Tugas yang Dikerjakan.
#1 Dalam artikel tentang keamanan siber, berapa jumlah serangan ransomware yang dialami Indonesia sepanjang tahun 2021 menurut data Interpol?
#2 Lanjutkan artikel tentang keamanan siber, mulai setelah kalimat terakhir yang tercantum.

Kutipan Dokumen.

========================================

Keamanan Siber di Perusahaan-perusahaan Masih Rawan
Serangan siber masih menjadi masalah besar bagi perusahaan-perusahaan Indonesia. Hal ini karena minimnya kesiapan dan kesadaran akan keamanan siber.
Oleh
RIVALDO ARNOLD BELEKUBUN
·3 menit baca
JAKARTA, KOMPAS — Kerugian akibat serangan siber di perusahaan-perusahaan Indonesia mencapai miliaran rupiah. Untuk itu, perusahaan perlu meningkatkan keamanan data melalui penguatan infrastruktur keamanan siber.
Menurut data Interpol, Indonesia mengalami 1,3 juta serangan ransomware sepanjang tahun 2021. Selain menyasar individual, perusahaan-perusahaan bisnis merupakan target utama ransomware.
Kerugian bisnis yang diakibatkan ransomware rata-rata lebih dari 178.000 dollar AS atau sekitar Rp 2,7 miliar. Pihak yang paling dirugikan adalah perusahaan besar dengan rata-rata pembayaran ransomware lebih dari 1 juta dollar AS atau sekitar Rp 15 miliar.

========================================

Cuplikan Data.
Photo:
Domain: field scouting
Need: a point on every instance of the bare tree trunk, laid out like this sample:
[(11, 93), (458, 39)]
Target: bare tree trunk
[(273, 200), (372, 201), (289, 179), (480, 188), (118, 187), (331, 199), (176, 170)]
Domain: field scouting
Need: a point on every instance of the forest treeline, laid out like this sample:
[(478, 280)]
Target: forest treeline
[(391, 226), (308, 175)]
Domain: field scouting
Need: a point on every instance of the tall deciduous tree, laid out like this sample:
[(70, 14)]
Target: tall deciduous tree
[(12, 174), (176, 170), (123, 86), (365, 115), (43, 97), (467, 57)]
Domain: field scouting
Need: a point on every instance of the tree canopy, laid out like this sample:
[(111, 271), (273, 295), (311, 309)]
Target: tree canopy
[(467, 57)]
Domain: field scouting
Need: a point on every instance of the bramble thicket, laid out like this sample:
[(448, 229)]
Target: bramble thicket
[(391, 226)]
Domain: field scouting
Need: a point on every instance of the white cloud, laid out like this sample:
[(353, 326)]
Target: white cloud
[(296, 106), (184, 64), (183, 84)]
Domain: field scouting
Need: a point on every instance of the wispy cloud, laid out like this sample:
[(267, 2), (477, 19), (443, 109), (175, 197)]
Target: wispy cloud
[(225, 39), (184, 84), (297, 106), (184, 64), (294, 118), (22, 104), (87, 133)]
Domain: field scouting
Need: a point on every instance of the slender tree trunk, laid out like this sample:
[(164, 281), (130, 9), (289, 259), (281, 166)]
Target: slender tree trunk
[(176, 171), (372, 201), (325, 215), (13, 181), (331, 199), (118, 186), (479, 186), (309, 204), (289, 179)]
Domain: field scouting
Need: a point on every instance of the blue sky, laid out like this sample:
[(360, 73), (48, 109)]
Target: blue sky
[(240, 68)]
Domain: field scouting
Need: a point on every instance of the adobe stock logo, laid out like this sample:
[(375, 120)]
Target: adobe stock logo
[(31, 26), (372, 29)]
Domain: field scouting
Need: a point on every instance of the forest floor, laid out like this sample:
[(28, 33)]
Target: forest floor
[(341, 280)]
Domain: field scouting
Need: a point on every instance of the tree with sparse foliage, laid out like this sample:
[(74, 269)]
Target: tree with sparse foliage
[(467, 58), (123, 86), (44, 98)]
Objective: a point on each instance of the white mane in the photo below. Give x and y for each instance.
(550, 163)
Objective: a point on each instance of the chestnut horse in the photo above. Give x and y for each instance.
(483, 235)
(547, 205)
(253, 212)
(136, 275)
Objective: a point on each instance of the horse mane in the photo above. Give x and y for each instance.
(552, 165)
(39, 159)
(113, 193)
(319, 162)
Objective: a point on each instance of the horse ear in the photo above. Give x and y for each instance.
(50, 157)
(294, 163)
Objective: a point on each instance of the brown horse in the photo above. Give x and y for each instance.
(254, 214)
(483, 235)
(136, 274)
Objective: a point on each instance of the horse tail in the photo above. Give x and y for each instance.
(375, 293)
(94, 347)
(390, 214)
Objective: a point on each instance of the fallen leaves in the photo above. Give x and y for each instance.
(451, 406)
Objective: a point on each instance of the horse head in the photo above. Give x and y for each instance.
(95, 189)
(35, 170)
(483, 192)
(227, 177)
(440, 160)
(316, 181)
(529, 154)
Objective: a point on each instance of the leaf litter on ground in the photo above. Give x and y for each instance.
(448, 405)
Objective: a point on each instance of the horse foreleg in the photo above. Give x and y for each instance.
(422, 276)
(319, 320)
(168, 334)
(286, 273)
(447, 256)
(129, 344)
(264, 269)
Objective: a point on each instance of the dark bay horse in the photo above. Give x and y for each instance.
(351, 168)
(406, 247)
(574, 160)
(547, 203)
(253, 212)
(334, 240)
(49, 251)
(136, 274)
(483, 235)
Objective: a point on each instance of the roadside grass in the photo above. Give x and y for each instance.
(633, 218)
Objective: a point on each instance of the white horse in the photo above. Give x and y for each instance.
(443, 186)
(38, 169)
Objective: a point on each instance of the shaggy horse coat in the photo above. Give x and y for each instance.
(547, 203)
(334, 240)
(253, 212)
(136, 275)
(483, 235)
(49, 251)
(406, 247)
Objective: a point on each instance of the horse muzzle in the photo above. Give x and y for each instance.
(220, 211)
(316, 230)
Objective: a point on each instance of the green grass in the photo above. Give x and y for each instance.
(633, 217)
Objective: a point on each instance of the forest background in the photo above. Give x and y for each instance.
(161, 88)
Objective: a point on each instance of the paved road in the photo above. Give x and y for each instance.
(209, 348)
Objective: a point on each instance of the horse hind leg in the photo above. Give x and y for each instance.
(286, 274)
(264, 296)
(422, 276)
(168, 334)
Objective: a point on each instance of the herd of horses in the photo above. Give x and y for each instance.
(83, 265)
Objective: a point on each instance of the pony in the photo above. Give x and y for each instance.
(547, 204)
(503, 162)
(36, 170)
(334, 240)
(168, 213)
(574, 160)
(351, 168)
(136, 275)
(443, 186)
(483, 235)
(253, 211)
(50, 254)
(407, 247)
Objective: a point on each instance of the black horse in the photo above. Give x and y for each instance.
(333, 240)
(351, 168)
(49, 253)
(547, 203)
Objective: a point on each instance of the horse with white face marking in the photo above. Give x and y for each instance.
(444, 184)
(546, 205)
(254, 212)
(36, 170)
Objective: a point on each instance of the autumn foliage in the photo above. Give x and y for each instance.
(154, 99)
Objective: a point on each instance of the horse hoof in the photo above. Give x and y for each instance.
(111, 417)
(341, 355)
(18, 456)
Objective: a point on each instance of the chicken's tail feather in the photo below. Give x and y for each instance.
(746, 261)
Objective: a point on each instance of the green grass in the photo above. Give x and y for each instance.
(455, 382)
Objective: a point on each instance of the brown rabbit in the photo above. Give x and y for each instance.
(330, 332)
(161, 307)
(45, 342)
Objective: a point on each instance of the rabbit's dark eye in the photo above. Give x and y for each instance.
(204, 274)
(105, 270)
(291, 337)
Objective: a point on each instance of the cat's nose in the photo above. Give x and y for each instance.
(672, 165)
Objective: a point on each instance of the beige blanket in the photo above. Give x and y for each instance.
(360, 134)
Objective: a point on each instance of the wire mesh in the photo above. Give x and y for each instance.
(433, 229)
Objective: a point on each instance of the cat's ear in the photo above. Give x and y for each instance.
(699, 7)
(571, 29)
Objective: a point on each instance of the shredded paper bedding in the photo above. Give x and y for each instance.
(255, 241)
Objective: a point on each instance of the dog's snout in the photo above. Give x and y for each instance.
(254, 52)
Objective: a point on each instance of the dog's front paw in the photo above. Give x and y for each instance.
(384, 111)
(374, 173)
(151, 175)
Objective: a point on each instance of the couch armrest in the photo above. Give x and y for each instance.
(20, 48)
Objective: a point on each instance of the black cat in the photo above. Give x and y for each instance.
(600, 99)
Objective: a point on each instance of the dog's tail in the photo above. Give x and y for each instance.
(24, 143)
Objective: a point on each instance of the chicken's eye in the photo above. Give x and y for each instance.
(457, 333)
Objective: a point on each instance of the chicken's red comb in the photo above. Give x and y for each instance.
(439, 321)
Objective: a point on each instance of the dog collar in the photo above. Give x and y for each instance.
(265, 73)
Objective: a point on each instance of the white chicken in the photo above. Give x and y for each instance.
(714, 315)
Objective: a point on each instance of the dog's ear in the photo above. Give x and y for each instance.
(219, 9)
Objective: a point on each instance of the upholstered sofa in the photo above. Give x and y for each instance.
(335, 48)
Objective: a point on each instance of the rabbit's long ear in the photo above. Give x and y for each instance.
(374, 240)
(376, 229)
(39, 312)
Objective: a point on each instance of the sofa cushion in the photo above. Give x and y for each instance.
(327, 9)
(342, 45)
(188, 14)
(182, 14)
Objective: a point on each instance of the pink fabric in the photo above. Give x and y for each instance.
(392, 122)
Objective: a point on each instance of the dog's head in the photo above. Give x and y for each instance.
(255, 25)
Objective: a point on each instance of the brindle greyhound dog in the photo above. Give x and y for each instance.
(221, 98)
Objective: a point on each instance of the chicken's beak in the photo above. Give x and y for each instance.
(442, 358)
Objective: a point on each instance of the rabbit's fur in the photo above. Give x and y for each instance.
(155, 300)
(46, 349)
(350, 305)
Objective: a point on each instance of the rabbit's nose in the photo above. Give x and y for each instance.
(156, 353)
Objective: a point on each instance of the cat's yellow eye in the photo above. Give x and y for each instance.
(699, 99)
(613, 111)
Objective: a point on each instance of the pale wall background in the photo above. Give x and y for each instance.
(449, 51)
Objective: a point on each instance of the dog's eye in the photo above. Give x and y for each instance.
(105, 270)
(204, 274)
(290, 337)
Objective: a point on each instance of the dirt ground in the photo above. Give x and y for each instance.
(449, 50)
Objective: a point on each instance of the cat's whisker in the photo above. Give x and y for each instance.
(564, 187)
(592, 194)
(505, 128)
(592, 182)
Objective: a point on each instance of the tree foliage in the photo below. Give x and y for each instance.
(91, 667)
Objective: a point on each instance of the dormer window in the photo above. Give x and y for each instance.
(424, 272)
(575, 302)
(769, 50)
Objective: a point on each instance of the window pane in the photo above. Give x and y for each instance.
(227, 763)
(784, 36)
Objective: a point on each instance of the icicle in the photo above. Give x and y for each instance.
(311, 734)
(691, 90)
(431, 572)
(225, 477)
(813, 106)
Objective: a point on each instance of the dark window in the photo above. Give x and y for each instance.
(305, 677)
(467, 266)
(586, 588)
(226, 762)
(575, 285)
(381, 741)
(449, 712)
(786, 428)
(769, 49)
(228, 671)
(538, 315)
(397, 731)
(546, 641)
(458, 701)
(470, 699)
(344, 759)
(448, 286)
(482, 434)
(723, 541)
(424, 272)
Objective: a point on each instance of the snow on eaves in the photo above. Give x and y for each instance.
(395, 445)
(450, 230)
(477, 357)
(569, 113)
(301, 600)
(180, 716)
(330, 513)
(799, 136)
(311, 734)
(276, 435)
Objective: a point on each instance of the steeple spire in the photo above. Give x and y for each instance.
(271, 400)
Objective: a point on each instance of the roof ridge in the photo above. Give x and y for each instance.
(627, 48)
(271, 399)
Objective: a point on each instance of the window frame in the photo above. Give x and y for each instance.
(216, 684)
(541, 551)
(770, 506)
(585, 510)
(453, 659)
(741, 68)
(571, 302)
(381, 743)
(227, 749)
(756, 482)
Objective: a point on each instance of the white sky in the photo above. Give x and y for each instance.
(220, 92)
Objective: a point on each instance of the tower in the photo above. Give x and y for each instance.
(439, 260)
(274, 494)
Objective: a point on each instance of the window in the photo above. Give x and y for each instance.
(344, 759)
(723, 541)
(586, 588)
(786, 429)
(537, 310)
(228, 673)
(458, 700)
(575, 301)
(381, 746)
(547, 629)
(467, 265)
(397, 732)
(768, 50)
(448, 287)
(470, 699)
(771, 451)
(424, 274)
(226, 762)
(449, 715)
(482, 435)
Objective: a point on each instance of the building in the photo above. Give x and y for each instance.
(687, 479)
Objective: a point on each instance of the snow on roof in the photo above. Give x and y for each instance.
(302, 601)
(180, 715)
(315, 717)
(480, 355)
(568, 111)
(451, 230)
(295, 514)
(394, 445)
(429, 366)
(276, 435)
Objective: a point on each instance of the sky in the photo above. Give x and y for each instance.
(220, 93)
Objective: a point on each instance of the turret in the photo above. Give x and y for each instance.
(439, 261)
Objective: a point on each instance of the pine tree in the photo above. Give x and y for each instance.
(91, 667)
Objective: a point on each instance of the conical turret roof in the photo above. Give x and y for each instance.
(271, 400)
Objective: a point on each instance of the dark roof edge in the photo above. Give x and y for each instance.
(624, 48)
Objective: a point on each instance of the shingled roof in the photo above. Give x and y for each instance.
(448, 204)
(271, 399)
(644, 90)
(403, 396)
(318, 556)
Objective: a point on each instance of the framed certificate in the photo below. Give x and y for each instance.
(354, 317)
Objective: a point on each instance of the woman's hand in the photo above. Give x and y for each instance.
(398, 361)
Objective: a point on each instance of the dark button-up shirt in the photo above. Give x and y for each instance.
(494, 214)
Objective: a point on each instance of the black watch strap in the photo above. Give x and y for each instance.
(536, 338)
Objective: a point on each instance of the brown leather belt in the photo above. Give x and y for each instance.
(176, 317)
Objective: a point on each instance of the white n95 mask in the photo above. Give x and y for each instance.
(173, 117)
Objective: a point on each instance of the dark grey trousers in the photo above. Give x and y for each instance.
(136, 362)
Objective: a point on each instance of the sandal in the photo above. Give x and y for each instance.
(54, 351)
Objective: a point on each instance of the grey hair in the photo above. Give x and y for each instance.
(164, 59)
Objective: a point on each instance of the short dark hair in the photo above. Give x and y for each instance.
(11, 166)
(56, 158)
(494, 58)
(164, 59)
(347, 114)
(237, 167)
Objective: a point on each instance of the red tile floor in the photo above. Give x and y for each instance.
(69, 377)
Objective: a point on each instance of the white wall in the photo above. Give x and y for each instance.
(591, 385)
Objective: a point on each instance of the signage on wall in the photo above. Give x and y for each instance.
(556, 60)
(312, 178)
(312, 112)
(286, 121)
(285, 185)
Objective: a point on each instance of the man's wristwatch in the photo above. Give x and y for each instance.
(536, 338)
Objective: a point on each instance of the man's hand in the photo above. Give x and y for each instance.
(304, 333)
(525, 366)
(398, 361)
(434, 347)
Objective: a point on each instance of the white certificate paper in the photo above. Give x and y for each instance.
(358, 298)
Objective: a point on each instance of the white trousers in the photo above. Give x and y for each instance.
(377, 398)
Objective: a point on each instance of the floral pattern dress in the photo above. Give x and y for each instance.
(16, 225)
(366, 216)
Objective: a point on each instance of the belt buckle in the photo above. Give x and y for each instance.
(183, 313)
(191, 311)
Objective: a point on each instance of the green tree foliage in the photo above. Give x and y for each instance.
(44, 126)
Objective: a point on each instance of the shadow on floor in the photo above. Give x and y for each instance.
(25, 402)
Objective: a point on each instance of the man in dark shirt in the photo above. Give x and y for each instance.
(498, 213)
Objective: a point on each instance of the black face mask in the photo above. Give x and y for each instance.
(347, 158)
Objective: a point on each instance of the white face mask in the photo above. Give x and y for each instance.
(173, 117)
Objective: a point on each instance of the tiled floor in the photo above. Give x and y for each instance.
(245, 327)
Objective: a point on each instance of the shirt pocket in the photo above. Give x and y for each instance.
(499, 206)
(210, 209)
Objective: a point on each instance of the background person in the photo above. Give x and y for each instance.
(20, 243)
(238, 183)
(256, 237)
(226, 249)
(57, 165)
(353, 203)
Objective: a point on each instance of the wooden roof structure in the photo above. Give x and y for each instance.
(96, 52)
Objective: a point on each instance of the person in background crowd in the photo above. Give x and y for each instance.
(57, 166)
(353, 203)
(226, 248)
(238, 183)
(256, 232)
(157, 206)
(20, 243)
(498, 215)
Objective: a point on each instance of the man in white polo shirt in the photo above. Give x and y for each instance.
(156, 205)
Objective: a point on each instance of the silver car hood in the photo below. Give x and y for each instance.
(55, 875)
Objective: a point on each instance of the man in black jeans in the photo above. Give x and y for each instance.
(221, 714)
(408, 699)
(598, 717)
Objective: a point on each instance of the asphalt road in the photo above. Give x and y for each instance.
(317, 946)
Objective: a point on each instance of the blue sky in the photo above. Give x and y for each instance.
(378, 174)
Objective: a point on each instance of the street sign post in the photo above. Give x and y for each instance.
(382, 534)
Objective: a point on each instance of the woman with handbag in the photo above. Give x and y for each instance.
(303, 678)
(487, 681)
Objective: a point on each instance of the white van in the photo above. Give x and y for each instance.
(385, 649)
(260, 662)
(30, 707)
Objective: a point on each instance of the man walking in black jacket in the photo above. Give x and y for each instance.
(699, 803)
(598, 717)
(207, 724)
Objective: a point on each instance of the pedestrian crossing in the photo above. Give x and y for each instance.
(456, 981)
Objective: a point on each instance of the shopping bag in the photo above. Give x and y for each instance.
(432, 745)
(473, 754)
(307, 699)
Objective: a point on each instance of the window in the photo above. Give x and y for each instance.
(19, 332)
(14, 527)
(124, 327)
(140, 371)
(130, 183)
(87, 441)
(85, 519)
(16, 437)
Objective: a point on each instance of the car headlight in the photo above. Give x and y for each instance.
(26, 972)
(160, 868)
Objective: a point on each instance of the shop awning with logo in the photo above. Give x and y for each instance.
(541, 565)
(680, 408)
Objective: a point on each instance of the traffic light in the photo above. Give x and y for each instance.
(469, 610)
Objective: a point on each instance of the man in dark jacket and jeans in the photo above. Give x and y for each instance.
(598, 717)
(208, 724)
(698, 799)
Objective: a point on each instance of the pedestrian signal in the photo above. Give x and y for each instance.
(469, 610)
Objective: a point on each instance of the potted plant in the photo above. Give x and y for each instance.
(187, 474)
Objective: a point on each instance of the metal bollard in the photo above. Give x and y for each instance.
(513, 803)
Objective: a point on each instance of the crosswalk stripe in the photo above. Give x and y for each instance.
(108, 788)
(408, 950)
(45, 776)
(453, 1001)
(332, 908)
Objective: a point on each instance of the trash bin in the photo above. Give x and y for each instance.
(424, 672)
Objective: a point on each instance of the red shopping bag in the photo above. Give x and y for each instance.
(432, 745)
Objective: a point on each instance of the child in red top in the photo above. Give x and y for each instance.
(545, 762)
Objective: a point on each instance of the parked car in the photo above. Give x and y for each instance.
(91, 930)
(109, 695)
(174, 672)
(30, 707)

========================================

Jawaban.
#1 1,3 juta serangan ransomware.

#2
Interpol melaporkan terdapat taktik ransomware yang sering digunakan penyerang siber terhadap perusahaan-perusahaan di Asia Tenggara. Taktik ini adalah ”name and shame” yang dilakukan dengan memublikasikan data rahasia perusahaan yang tidak membayar dan bahkan melelang data tersebut ke pihak lain yang mau membayar.
Konsultan keamanan siber, Paramitta Sari, menjelaskan, tingginya biaya untuk infrastruktur keamanan siber di Indonesia membuat perusahaan-perusahaan memilih untuk tidak menguatkan keamanan sibernya. Padahal, hal ini penting untuk menjaga keberlangsungan keamanan sistem dan data perusahaan.
”Karena membutuhkan budget yang cukup besar, perusahaan biasanya memilih untuk membiarkan kerentanan keamanan siber. Itu justru akan berdampak kedepan karena memungkinkan kerentanan menjadi celah pembobolan,” ujarnya dalam acara podcast langsung bertajuk ”Lets Make Tech Safer for Everyone” yang diadakan di @america, Sudirman, Jakarta, Kamis (13/10/2022).
Beberapa perusahaan seringkali mengabaikan keamanan siber karena infrastruktur yang mahal dan rumit.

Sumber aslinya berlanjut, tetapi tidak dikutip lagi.